**Exercise goal**.
Find every line in the records below that contains the string "accordionist", matching case exactly, and copy each of those lines in full.

**Data supplied**.
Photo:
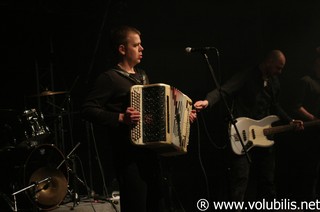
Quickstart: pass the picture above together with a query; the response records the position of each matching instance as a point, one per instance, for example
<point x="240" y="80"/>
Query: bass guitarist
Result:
<point x="255" y="95"/>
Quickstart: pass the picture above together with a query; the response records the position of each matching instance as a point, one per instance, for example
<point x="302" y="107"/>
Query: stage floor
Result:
<point x="90" y="205"/>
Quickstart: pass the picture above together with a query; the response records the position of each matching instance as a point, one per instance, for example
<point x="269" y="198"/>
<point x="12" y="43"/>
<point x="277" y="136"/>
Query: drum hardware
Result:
<point x="74" y="194"/>
<point x="33" y="185"/>
<point x="46" y="184"/>
<point x="26" y="129"/>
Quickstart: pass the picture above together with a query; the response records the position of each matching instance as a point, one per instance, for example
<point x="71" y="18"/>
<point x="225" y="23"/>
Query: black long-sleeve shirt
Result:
<point x="308" y="96"/>
<point x="253" y="97"/>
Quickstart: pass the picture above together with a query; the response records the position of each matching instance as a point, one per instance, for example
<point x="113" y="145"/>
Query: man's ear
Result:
<point x="122" y="49"/>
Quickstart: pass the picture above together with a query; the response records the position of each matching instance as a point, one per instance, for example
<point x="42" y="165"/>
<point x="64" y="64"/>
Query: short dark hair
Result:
<point x="119" y="36"/>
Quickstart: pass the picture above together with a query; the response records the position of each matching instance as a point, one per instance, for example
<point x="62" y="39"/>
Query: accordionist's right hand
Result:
<point x="131" y="116"/>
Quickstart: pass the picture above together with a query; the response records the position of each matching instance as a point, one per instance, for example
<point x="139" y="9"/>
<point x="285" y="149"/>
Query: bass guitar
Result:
<point x="258" y="132"/>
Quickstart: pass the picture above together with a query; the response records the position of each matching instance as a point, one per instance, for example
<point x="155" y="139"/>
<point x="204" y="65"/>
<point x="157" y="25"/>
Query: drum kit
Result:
<point x="35" y="172"/>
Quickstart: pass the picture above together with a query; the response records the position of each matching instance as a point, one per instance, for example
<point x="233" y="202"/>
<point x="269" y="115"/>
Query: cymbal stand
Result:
<point x="15" y="208"/>
<point x="74" y="194"/>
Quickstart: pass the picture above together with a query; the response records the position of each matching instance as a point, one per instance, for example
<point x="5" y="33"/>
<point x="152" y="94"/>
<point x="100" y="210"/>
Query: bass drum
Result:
<point x="41" y="169"/>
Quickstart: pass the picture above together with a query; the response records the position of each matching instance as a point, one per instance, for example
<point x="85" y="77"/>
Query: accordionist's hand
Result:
<point x="131" y="116"/>
<point x="193" y="116"/>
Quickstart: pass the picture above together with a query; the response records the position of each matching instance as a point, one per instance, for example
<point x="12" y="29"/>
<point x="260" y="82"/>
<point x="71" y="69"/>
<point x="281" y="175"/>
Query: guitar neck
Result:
<point x="289" y="127"/>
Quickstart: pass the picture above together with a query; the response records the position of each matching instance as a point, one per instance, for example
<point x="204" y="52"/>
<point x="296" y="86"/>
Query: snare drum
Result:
<point x="35" y="128"/>
<point x="43" y="167"/>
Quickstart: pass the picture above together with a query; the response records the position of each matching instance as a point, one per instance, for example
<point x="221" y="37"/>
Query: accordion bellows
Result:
<point x="164" y="124"/>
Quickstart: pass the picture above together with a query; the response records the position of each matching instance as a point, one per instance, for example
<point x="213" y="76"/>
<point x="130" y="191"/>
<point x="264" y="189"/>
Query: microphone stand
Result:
<point x="231" y="118"/>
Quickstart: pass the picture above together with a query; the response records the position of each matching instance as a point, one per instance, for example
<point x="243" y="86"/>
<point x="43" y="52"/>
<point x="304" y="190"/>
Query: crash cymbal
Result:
<point x="48" y="93"/>
<point x="50" y="193"/>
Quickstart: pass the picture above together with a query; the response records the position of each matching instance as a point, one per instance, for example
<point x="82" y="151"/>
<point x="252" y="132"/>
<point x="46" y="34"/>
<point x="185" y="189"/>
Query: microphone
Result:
<point x="199" y="49"/>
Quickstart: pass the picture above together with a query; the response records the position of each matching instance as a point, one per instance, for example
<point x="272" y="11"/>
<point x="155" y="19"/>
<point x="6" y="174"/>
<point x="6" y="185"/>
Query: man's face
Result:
<point x="133" y="49"/>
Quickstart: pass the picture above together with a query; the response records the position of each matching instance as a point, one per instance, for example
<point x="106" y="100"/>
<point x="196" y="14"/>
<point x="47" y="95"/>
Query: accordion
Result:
<point x="164" y="123"/>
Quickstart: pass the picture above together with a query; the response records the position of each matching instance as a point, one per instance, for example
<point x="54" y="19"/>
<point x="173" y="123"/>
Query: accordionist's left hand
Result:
<point x="193" y="116"/>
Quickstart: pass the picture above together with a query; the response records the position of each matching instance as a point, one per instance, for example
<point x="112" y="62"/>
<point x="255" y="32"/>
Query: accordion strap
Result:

**The output**.
Query: accordionist's right hand
Query: accordionist's hand
Query: accordionist's left hand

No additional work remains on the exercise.